▸ PROBLEM TO SOLVE: Scan the listing below for the word "Target" and copy every line that has it.

RECORDS TO PROCESS START

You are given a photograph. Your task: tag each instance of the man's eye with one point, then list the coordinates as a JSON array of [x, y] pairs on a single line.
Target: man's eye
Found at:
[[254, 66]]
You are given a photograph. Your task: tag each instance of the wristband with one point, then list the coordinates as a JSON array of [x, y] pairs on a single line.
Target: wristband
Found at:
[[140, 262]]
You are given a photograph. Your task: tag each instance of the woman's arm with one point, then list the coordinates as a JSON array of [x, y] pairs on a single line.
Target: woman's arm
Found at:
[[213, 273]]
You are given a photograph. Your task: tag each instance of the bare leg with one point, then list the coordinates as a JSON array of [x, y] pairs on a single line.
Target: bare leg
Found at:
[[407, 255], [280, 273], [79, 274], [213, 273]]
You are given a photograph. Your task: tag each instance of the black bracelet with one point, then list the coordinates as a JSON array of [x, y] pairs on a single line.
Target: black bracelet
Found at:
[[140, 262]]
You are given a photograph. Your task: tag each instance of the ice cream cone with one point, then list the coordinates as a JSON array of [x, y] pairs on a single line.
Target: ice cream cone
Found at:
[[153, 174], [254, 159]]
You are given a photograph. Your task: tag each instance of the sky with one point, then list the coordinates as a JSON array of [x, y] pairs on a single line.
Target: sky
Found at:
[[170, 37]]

RECORDS TO PROCESS END
RECORDS TO PROCESS START

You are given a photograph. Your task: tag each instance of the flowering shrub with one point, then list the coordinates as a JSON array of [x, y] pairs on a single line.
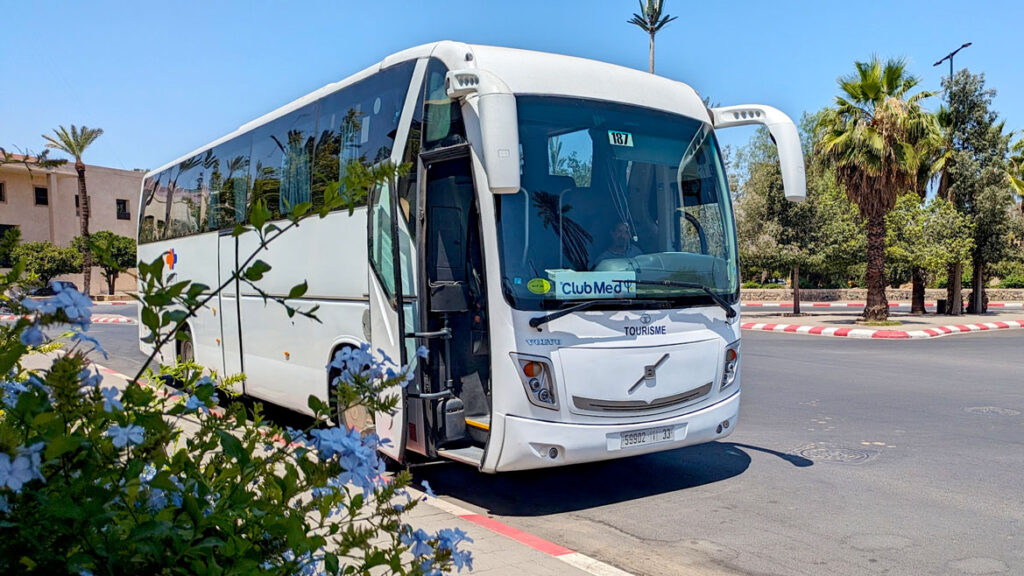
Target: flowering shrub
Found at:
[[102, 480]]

RECORDS TO PROCESS END

▸ TASK ANSWER:
Target: man's eye
Target: wristband
Target: woman's arm
Target: bare leg
Target: black bracelet
Target: ice cream cone
Target: sky
Target: flowering shrub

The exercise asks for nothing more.